### DOCUMENT EXCERPT:
<<<<

Vilna Becomes ‘Vilnius’ and Lithuanian is Making Itself Heard
100 Years Ago
An entire family of Italians is in Beth Israel Hospital for circumcisions after converting to Judaism. Joseph Petrigliano and his three sons, who live on Orchard Street in Corona, part of Long Island, N.Y., decided to convert to Judaism after Petrigliano’s Jewish wife, an immigrant from Galicia, told him of her recurring dream in which her dead father came to her and said, “Estherke, don’t blacken my name in heaven — make your husband and children into honest Jews.” After Petrigliano’s wife told him, he agreed to convert with the boys. All of them changed their names: The husband, Joseph, is now Avrom; the eldest son, Arthur, is now Aron; 5-year-old Edward is now Yosef, and the youngest, 3-year-old William, is now Leyzer-Ber. Soon they will celebrate a new wedding according to Jewish law, and Estherke Petrigliano’s father can rest easy.
75 Years Ago
Up until recently, not much Lithuanian was spoken in Vilna. But now that the city is “Vilnius” and Lithuanians have administrative power in their hands, the language is making itself heard. Vilna’s Jews have also taken to the language and are beginning to speak it in large numbers. Many of them are not doing too badly with it. Vilna’s Poles however are not happy with the situation and are demonstrating against having to use Lithuanian. Outside of the linguistic realm, the situation for Jews in Vilna is not particularly good. On the one hand, Lithuanian police helped stop anti-Semitic attacks on Jews; and on the other, Lithuanian merchants are attacking and boycotting Jewish shops. Caught in the middle, the Jews can’t seem to catch a break.

>>>>

### PARTS OF THE EXERCISE:
- 1) In the Vilna news column, repeat the stretch from "75 Years Ago" through "catch a break." word for word.
- 2) According to the Vilna news column, what new name did 5-year-old Edward take?
- 3) Resume the Vilna news column after its final sentence.

### EXTRACTED DATA:

<<<<

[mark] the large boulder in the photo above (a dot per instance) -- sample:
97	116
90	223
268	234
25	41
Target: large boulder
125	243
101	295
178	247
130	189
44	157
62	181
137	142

>>>>

### RESPONSES IN ORDER:
- 1)
75 Years Ago
Up until recently, not much Lithuanian was spoken in Vilna. But now that the city is “Vilnius” and Lithuanians have administrative power in their hands, the language is making itself heard. Vilna’s Jews have also taken to the language and are beginning to speak it in large numbers. Many of them are not doing too badly with it. Vilna’s Poles however are not happy with the situation and are demonstrating against having to use Lithuanian. Outside of the linguistic realm, the situation for Jews in Vilna is not particularly good. On the one hand, Lithuanian police helped stop anti-Semitic attacks on Jews; and on the other, Lithuanian merchants are attacking and boycotting Jewish shops. Caught in the middle, the Jews can’t seem to catch a break.

- 2) Yosef.

- 3)
50 Years Ago
“While the police are asleep, we smear,” said graffiti written in huge letters on a monument in the German city of Bamberg, which is located not far from Nuremburg. Connected to pitched battles that have been waged between Nazi vandals and regular citizens, the graffiti is related to a memorial plaque that was unveiled last week to commemorate murdered Jews. The memorial sits on a site that had been a synagogue before the war but was one of several that had been destroyed during the pogrom of November 8, 1938, now known as Kristallnacht. Midweek, the vandals also did a great deal of damage to the city’s Jewish cemetery, but the townspeople were quick to raise 10,000 Deutschmarks in order to pay for the damages.